(What is asked) Write out again every line of the listing that opens with the line containing "Locate tiled floor" and closes with the line containing "339,95 -> 365,115", requests included. Shift each coordinate in the answers up by 94, and leave the requests and their format samples unchanged.

___ Given entries

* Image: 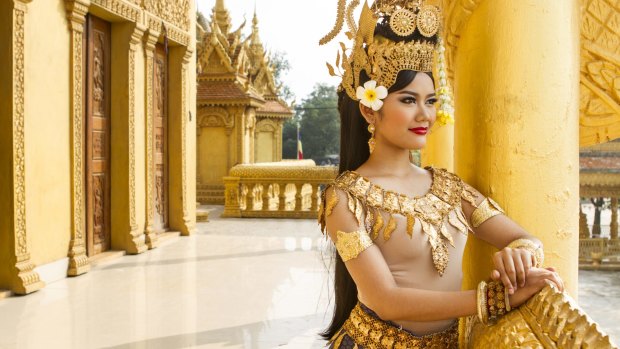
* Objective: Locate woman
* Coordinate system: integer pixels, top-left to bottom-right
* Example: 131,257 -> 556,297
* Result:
319,0 -> 563,348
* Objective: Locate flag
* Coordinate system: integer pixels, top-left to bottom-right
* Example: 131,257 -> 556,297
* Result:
297,124 -> 304,160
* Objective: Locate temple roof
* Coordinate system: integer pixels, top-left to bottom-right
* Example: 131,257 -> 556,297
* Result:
256,99 -> 294,118
197,0 -> 293,118
196,80 -> 263,105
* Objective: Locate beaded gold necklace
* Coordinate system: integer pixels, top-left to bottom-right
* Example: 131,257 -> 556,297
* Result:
319,167 -> 476,276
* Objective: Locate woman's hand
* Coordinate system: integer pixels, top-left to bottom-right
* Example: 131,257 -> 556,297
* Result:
510,268 -> 564,307
491,247 -> 535,294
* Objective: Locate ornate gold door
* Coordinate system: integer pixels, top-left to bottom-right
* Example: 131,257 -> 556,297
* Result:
153,45 -> 168,232
84,15 -> 111,256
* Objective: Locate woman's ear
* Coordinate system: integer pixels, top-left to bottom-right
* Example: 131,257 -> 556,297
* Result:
358,103 -> 377,124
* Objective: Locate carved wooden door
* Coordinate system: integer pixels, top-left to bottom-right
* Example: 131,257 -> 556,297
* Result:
153,45 -> 168,231
84,15 -> 111,256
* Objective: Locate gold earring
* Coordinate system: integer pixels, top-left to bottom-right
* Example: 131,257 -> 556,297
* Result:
368,124 -> 376,154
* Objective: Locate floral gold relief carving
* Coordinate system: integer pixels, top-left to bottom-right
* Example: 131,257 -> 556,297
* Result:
144,31 -> 159,248
65,0 -> 90,276
12,1 -> 44,294
579,0 -> 620,147
144,0 -> 190,31
91,0 -> 142,22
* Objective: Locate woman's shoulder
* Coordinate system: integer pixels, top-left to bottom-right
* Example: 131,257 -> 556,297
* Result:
426,166 -> 480,205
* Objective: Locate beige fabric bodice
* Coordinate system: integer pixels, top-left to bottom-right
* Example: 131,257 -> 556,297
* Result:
319,167 -> 476,335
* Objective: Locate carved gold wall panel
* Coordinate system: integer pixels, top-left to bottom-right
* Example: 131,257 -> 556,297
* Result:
66,0 -> 90,276
579,0 -> 620,147
5,1 -> 44,294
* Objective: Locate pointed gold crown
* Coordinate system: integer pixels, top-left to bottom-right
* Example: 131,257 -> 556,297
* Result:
319,0 -> 441,100
319,0 -> 454,125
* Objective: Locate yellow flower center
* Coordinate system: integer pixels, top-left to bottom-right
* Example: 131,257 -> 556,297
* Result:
364,90 -> 377,102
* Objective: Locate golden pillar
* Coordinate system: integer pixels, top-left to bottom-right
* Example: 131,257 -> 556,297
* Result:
144,27 -> 160,249
0,0 -> 45,294
448,0 -> 579,298
111,23 -> 148,254
609,198 -> 618,239
422,124 -> 454,171
66,0 -> 90,276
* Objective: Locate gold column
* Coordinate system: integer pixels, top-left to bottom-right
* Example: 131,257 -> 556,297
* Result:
125,24 -> 147,254
422,125 -> 454,171
0,0 -> 45,294
66,0 -> 90,276
609,198 -> 618,239
181,48 -> 196,236
144,28 -> 159,249
449,0 -> 579,298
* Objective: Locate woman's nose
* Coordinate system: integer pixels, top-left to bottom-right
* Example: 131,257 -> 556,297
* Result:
416,105 -> 431,121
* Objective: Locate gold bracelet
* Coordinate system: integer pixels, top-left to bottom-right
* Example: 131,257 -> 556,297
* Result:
471,198 -> 504,228
506,239 -> 545,268
487,281 -> 508,324
476,281 -> 489,325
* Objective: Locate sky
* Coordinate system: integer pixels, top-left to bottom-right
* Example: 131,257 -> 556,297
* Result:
196,0 -> 359,103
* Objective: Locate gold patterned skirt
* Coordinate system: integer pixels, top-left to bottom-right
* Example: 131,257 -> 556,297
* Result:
329,302 -> 459,349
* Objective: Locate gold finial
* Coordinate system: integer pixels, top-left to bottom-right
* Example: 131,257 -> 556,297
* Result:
211,0 -> 232,35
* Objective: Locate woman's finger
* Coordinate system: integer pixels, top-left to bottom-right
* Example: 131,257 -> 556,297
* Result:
493,252 -> 514,294
502,250 -> 517,291
521,253 -> 532,287
512,251 -> 525,287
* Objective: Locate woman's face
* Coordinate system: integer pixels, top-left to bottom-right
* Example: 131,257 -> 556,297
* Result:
375,73 -> 437,150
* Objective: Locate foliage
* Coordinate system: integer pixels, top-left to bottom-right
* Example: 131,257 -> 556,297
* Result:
282,84 -> 340,161
269,51 -> 295,105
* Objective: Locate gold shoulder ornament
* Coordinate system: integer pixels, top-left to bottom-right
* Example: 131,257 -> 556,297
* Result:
471,198 -> 504,228
319,167 -> 471,275
336,231 -> 373,262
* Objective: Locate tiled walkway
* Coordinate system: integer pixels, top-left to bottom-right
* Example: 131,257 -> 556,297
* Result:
0,208 -> 620,349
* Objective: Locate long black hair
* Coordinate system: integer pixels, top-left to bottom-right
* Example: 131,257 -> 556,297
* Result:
320,21 -> 436,339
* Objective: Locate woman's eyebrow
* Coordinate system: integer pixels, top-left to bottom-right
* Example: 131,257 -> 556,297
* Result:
398,90 -> 436,98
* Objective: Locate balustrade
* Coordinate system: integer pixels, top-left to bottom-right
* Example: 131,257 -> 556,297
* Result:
222,160 -> 337,218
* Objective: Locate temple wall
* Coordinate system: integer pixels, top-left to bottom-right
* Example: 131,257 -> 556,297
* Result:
0,0 -> 196,294
24,1 -> 71,265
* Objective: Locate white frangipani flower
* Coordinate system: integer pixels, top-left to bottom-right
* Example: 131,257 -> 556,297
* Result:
356,80 -> 388,111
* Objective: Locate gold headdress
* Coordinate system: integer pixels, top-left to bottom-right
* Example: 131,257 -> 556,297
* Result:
319,0 -> 454,125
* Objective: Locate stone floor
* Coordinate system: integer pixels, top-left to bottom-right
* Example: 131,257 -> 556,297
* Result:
0,207 -> 620,349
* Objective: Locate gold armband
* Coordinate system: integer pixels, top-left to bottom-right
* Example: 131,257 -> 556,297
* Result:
471,198 -> 504,228
506,239 -> 545,268
476,281 -> 512,325
336,231 -> 373,262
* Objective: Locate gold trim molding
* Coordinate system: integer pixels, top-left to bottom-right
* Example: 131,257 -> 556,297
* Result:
11,0 -> 45,294
579,0 -> 620,147
66,0 -> 90,276
127,25 -> 147,254
181,48 -> 196,235
144,28 -> 159,249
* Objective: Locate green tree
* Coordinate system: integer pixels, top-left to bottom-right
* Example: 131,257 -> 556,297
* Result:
269,51 -> 295,105
283,84 -> 340,160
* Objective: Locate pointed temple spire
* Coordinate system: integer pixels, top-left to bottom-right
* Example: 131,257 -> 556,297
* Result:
211,0 -> 231,35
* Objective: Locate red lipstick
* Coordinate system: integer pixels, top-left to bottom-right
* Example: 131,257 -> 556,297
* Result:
409,127 -> 428,136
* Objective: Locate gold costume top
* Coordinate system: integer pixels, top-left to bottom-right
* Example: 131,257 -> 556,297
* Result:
319,167 -> 477,275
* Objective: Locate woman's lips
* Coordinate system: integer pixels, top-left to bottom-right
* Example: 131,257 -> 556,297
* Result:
409,127 -> 428,136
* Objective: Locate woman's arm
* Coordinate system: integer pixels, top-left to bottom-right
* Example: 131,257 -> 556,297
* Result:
462,186 -> 548,294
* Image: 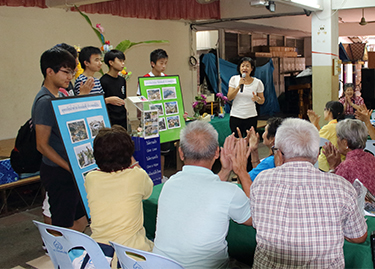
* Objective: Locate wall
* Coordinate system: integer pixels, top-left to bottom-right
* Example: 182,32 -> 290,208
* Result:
0,6 -> 197,140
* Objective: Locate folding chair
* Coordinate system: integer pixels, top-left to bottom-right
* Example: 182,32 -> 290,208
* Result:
109,241 -> 183,269
33,220 -> 111,269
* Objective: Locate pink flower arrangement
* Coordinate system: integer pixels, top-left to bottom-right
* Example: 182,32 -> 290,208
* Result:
96,23 -> 104,34
216,92 -> 229,106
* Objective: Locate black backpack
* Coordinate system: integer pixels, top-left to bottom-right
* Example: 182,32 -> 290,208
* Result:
10,119 -> 42,174
10,94 -> 46,174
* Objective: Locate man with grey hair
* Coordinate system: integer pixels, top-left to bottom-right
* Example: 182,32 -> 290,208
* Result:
250,118 -> 367,268
153,121 -> 251,268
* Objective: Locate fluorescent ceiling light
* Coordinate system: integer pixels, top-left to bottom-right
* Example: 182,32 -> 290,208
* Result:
45,0 -> 110,8
275,0 -> 323,11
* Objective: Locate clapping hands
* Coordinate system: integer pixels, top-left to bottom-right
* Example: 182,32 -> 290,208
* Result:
323,142 -> 341,169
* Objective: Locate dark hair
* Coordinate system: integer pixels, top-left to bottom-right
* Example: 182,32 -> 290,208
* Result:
326,101 -> 345,121
237,57 -> 255,76
344,83 -> 354,92
94,125 -> 134,172
340,83 -> 355,98
150,49 -> 168,64
78,46 -> 102,70
104,50 -> 125,67
40,48 -> 76,78
267,117 -> 284,139
54,43 -> 78,59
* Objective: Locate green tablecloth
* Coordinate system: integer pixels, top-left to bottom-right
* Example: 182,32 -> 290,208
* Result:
210,114 -> 232,147
143,184 -> 375,268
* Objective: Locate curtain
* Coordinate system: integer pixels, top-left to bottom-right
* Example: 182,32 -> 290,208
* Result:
0,0 -> 47,8
79,0 -> 220,20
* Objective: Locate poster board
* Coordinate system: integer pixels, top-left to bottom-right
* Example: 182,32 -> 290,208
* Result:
51,94 -> 111,220
138,75 -> 185,143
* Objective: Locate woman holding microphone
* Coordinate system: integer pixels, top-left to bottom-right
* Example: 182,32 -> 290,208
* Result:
228,57 -> 265,137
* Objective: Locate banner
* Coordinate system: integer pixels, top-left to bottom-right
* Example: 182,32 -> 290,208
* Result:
51,94 -> 111,220
138,76 -> 185,143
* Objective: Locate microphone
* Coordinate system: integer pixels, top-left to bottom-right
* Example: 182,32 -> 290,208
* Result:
240,73 -> 246,92
370,231 -> 375,264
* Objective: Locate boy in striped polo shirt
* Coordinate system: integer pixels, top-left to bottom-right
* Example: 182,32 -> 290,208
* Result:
74,46 -> 104,95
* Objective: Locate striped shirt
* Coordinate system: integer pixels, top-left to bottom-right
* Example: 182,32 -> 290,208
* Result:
250,161 -> 367,268
74,74 -> 104,95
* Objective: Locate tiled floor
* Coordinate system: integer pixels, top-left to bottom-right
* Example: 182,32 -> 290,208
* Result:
0,141 -> 269,269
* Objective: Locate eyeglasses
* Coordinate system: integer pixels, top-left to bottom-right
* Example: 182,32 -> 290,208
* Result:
271,146 -> 284,155
59,69 -> 76,77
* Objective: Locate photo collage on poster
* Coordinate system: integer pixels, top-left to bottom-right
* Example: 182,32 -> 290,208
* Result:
147,86 -> 181,132
66,115 -> 105,179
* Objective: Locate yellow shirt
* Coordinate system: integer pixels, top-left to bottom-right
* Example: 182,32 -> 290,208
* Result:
318,120 -> 345,172
85,167 -> 154,251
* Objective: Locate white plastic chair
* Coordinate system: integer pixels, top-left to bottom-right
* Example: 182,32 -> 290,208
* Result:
109,241 -> 183,269
33,220 -> 111,269
364,140 -> 375,156
314,137 -> 329,168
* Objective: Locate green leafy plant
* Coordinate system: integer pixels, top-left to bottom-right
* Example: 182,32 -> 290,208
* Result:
74,6 -> 169,52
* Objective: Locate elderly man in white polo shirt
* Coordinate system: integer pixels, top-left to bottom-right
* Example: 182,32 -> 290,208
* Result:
153,121 -> 251,268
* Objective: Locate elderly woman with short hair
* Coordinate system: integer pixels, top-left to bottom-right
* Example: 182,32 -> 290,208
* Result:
339,83 -> 364,119
85,125 -> 154,255
323,119 -> 375,194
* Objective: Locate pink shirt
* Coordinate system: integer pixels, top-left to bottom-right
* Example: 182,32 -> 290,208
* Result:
335,149 -> 375,194
339,95 -> 365,115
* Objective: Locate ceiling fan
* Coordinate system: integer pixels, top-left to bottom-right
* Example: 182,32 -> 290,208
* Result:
359,8 -> 375,26
196,0 -> 217,4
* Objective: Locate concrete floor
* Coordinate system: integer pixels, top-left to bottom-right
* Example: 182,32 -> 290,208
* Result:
0,141 -> 269,269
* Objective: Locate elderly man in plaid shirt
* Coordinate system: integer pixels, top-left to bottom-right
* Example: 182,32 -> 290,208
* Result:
250,119 -> 367,268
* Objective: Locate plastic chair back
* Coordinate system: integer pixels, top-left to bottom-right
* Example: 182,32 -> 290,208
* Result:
364,140 -> 375,156
109,242 -> 183,269
33,220 -> 111,269
314,137 -> 329,168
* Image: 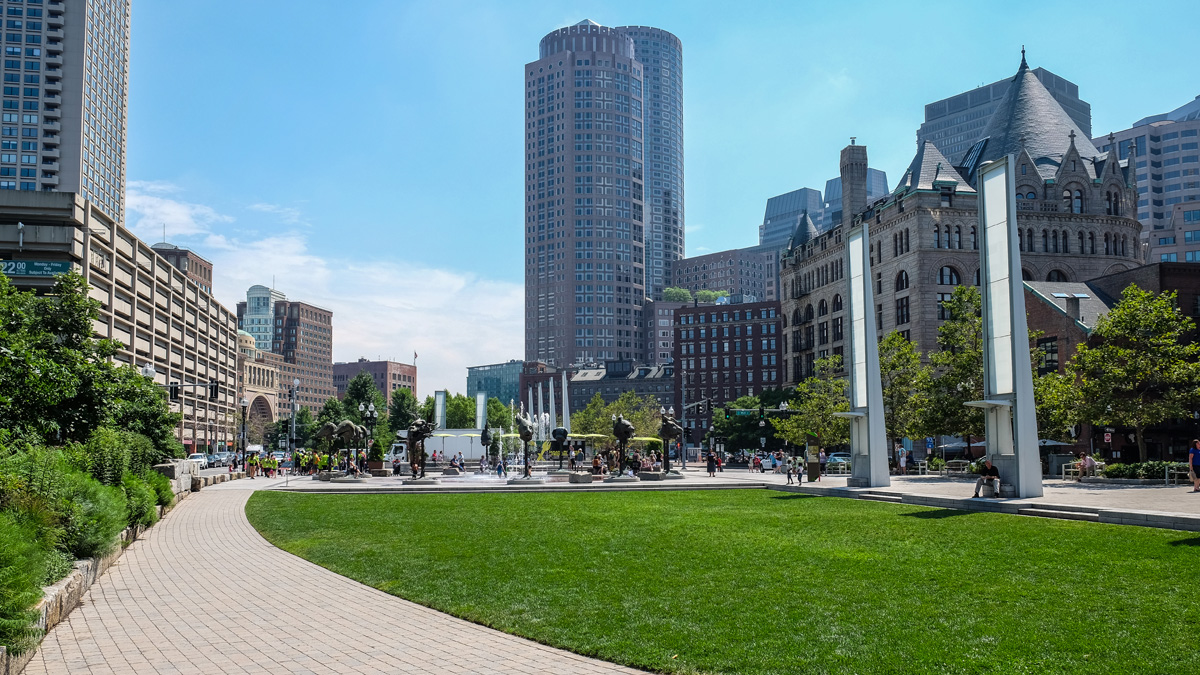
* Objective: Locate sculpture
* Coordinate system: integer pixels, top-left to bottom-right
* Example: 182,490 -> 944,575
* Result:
659,414 -> 683,472
408,417 -> 437,478
612,414 -> 635,471
516,408 -> 533,478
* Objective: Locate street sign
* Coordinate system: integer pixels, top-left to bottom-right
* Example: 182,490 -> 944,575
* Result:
0,261 -> 71,276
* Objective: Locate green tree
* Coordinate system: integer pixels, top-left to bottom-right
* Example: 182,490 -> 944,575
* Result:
770,356 -> 850,448
662,287 -> 691,303
913,286 -> 984,447
880,330 -> 930,443
317,396 -> 346,429
388,387 -> 421,431
1068,285 -> 1200,461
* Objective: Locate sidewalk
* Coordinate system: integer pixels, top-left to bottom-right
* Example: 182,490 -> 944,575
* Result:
25,479 -> 638,675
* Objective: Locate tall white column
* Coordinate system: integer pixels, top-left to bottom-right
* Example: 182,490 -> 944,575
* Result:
834,213 -> 892,488
967,155 -> 1042,498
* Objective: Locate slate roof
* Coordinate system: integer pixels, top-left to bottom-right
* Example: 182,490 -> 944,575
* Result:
1025,281 -> 1116,333
978,56 -> 1100,179
787,210 -> 820,249
893,141 -> 974,193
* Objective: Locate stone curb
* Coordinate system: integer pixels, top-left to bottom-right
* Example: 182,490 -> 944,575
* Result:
0,471 -> 246,675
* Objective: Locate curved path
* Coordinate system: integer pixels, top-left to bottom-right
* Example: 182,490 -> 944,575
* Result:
25,479 -> 638,675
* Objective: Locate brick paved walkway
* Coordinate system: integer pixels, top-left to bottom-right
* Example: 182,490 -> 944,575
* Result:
25,479 -> 637,675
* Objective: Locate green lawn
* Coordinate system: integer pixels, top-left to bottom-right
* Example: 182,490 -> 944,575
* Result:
246,490 -> 1200,674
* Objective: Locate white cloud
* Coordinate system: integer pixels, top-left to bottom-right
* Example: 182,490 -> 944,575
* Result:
125,180 -> 233,243
127,184 -> 524,398
247,203 -> 307,225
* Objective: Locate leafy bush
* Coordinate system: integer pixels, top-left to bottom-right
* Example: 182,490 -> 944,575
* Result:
0,512 -> 46,653
78,428 -> 130,485
121,473 -> 158,527
64,471 -> 128,558
119,431 -> 160,476
143,470 -> 175,507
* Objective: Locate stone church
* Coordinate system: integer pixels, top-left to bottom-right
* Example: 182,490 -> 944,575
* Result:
780,56 -> 1144,384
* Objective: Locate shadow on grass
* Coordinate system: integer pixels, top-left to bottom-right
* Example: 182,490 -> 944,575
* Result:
900,508 -> 971,520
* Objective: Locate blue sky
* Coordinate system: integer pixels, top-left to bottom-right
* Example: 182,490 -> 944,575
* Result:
127,0 -> 1200,396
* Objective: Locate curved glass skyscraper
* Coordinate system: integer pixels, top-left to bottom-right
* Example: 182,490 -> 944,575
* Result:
524,20 -> 683,366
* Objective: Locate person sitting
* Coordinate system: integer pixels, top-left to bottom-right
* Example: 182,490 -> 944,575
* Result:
971,459 -> 1000,500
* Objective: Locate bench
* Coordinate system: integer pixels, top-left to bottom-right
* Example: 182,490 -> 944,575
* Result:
941,459 -> 971,476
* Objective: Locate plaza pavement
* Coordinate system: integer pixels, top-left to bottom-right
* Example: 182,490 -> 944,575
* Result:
25,479 -> 638,675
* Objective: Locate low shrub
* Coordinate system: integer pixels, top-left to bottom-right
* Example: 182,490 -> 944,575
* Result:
0,512 -> 46,653
121,473 -> 158,527
64,471 -> 128,558
143,468 -> 175,507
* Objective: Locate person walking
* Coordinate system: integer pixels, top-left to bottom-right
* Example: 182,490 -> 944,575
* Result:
1188,440 -> 1200,492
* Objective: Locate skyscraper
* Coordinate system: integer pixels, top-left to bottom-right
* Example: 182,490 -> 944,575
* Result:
10,0 -> 130,225
617,25 -> 684,294
524,20 -> 652,366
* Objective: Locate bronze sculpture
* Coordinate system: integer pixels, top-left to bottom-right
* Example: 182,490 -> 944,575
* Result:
612,414 -> 635,472
516,411 -> 533,478
408,418 -> 437,478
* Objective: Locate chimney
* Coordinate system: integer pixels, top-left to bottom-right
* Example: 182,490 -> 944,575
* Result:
841,138 -> 866,225
1067,297 -> 1082,321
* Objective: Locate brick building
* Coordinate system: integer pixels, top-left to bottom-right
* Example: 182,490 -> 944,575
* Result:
334,358 -> 416,407
674,301 -> 785,435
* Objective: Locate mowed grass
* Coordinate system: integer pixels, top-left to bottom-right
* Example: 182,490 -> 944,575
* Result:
246,490 -> 1200,674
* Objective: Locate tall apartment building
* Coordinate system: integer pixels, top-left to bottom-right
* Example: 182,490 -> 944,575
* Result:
0,0 -> 130,225
1092,96 -> 1200,253
467,359 -> 524,405
674,296 -> 785,436
334,358 -> 416,407
0,191 -> 240,448
524,20 -> 661,366
917,63 -> 1092,163
617,25 -> 684,298
238,286 -> 337,417
673,241 -> 786,300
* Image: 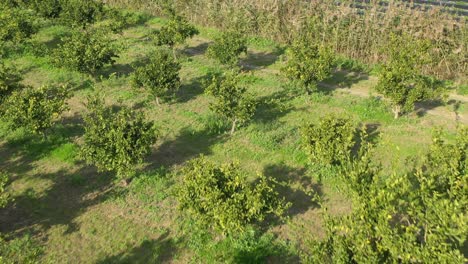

______

(Exercise result)
* Objective: Locate tiled floor
* Coordinate system: integer pixels, top-left to bottom-right
* Example: 182,32 -> 290,208
* Result:
94,235 -> 363,363
* Objective: Locate eyeglasses
* Coordinate system: integer pixels, top-left to bottom-right
* Example: 182,32 -> 290,208
* Result:
365,240 -> 378,249
153,163 -> 170,171
* Objective: Locate photo collage on poster
* Coordinate system: integer pixels, top-left to bottom-right
* Example: 182,32 -> 290,208
* Result:
241,180 -> 275,226
160,209 -> 199,273
* Objective: Locate yellow shirt
* Coordinate system: integer pixels, top-left to bottom-right
* Example: 182,32 -> 290,208
* Result:
412,214 -> 439,266
179,261 -> 248,345
* Objective: Locate white plastic chair
* Coordinate system: integer pixels, top-left to bottom-right
* Example: 182,32 -> 290,208
* Result:
203,335 -> 277,363
127,314 -> 205,363
458,234 -> 469,250
408,231 -> 423,262
* Objective: Locate green leafy plant
* Coordinate system: integer pixels, top-left to bottom-right
* Example: 182,32 -> 290,208
* Result:
168,100 -> 263,146
* Objective: Locate elderly man in white polo shirt
* Coordinate system: integer pixels, top-left to bottom-right
* Example: 182,32 -> 290,208
* Result:
247,215 -> 345,362
* Objective: Locate elderly woman with short hair
* Coordinate system: integer pixels, top-left to bottom-right
* Example: 182,32 -> 290,208
* Result:
433,177 -> 458,213
179,219 -> 248,349
417,213 -> 469,288
* Objective: Locate pink shirt
* Coordinate system: integer pixels, top-left to bottom-right
* Example: 182,32 -> 290,208
* Result:
429,243 -> 469,288
433,189 -> 459,209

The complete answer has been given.